**To do:**
Using the entries below, transcribe exactly the line containing "find the colored pencil" and each line that follows it to the end.

==== Data provided ====

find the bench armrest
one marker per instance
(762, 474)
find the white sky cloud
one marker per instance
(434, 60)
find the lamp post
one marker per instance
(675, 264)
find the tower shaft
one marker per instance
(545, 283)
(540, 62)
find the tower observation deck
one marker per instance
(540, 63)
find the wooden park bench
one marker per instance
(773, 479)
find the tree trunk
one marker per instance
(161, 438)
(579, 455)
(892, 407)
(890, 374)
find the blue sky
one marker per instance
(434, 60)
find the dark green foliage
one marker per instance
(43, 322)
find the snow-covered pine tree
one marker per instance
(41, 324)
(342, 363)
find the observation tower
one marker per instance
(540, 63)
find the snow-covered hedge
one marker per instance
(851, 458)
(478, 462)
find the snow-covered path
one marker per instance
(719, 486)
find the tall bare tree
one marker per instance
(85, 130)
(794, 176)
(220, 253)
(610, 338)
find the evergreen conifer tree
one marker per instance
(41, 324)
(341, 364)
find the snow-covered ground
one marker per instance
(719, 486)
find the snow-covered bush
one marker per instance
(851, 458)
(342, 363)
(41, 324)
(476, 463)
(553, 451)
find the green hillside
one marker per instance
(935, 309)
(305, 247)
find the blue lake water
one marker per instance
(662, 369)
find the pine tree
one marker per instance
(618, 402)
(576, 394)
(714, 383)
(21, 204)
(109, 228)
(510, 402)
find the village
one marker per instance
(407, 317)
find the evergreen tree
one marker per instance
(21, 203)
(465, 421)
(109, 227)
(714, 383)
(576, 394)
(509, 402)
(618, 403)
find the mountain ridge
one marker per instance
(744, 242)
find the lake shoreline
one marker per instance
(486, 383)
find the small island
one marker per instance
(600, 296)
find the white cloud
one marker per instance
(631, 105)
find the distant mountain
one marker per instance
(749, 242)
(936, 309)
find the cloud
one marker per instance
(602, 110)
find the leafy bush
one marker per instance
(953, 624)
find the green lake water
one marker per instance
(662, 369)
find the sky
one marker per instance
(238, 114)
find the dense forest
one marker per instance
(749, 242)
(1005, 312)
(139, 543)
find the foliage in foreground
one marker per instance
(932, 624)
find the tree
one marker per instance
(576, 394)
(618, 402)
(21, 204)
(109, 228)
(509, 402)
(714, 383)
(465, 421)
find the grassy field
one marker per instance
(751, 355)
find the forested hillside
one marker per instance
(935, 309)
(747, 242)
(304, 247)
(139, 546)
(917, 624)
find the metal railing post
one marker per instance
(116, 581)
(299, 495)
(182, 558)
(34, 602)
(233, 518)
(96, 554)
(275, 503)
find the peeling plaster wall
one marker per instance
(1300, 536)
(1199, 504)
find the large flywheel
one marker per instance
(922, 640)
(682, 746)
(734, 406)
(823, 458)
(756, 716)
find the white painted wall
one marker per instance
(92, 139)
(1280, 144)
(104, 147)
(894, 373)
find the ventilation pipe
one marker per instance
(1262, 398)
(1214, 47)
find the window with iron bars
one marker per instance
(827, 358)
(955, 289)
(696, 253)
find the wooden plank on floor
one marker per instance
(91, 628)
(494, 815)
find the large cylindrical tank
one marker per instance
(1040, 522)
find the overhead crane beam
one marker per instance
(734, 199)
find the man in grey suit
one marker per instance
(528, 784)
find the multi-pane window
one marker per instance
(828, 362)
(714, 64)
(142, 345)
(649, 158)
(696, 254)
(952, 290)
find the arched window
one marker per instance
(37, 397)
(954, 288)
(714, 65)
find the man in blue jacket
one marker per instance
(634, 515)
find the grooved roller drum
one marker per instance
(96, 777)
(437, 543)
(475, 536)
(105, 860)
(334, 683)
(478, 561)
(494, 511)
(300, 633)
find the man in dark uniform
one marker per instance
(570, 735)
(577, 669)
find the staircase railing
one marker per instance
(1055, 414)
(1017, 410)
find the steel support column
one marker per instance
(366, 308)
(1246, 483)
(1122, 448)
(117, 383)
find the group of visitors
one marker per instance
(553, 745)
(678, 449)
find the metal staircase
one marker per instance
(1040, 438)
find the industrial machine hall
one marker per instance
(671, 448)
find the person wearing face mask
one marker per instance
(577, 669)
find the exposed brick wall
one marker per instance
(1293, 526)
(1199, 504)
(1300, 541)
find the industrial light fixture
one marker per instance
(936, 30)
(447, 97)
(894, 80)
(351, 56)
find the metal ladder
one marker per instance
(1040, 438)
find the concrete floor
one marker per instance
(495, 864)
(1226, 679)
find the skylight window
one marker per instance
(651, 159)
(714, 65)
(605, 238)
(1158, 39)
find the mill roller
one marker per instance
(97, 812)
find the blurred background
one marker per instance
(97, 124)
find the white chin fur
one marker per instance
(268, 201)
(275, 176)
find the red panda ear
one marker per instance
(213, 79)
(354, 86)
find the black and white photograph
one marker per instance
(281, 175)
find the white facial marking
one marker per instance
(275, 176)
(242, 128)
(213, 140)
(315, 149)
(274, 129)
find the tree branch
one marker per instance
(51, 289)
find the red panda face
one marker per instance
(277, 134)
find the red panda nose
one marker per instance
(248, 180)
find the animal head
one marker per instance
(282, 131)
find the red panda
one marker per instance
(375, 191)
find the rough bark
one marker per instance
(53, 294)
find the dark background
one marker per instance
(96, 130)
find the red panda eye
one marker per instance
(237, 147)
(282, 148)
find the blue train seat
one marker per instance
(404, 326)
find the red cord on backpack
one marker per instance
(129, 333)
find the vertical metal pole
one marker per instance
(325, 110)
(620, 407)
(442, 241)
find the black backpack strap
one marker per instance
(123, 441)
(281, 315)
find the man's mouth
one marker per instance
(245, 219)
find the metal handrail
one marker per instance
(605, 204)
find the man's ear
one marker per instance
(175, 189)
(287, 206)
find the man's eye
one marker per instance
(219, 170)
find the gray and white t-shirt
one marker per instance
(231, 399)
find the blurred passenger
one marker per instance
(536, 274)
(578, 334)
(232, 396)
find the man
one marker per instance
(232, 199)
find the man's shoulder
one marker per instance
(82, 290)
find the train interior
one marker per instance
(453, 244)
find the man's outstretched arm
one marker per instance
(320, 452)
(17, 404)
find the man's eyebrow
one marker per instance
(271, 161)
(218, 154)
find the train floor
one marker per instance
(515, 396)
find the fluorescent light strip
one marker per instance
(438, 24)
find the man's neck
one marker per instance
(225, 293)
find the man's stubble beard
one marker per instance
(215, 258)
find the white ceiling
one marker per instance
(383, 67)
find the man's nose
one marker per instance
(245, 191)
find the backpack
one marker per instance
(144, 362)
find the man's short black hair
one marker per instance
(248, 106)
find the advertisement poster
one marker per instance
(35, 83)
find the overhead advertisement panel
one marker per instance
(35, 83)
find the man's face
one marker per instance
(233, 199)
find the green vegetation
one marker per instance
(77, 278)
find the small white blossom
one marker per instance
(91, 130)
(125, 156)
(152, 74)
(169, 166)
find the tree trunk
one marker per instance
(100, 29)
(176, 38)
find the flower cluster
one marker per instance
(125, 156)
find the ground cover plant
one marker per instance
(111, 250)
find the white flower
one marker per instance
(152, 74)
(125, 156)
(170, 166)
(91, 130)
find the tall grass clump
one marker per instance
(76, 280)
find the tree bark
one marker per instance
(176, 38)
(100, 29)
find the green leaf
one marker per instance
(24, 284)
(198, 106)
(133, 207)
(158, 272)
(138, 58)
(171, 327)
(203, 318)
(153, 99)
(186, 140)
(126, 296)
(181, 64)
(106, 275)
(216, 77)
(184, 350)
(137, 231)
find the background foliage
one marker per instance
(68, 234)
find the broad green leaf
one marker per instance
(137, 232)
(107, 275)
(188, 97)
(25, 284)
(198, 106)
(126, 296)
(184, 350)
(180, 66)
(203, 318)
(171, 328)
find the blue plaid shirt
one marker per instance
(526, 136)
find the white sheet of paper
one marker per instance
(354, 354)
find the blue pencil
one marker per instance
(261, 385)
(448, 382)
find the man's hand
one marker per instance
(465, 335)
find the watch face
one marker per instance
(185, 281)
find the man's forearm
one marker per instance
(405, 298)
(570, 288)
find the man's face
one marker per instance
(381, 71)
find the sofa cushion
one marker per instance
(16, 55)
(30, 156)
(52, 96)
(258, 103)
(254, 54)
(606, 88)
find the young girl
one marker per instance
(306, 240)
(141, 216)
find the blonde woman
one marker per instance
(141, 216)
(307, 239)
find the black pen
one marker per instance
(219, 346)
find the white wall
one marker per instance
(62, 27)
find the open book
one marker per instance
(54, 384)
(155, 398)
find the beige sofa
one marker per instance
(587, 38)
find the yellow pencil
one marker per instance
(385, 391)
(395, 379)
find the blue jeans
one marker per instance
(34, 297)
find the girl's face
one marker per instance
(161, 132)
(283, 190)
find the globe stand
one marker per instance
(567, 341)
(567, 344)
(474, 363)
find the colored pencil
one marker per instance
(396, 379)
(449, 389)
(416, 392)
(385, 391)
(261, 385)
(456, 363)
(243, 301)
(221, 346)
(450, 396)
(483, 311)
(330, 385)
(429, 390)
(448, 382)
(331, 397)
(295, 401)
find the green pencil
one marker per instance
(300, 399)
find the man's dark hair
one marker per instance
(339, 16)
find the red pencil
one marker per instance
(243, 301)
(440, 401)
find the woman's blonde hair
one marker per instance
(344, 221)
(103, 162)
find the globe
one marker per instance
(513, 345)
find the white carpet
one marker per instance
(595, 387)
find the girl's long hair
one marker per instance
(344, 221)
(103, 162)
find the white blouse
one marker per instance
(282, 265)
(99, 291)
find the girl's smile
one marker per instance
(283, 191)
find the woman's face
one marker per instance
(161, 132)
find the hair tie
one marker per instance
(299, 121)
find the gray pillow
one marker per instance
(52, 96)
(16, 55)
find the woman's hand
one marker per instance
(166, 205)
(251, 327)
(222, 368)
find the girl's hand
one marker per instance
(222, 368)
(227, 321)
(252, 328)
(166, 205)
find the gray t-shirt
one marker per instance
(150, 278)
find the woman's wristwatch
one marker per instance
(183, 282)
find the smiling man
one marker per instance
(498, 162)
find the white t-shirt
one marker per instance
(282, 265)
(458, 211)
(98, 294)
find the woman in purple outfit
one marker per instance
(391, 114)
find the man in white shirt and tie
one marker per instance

====

**Reply:**
find the colored pencil
one marker per instance
(396, 379)
(449, 389)
(416, 392)
(385, 391)
(261, 385)
(456, 363)
(243, 301)
(221, 346)
(450, 396)
(483, 311)
(330, 385)
(429, 390)
(448, 382)
(331, 397)
(295, 401)
find the green pencil
one marker per instance
(300, 399)
find the man's dark hair
one marker per instance
(339, 16)
find the red pencil
one marker per instance
(243, 301)
(440, 401)
find the woman's blonde hair
one marker per instance
(344, 221)
(103, 162)
find the globe
one marker per instance
(513, 345)
find the white carpet
one marker per instance
(595, 387)
find the girl's long hair
one marker per instance
(344, 221)
(103, 162)
find the white blouse
one marker per instance
(282, 265)
(99, 291)
find the girl's smile
one marker per instance
(283, 191)
find the woman's face
one marker per instance
(161, 132)
find the hair tie
one marker per instance
(299, 121)
find the gray pillow
one marker per instance
(52, 96)
(16, 55)
find the woman's hand
one marker per instance
(166, 205)
(251, 327)
(222, 368)
find the girl's hand
one marker per instance
(222, 368)
(227, 321)
(252, 328)
(166, 205)
find the gray t-shirt
one marker per instance
(150, 278)
find the woman's wristwatch
one marker per instance
(183, 282)
find the smiling man
one marker per instance
(498, 162)
find the white t-shirt
one marker per instance
(282, 265)
(458, 211)
(98, 294)
find the woman in purple outfit
one marker per instance
(391, 114)
find the man in white shirt and tie
one marker per instance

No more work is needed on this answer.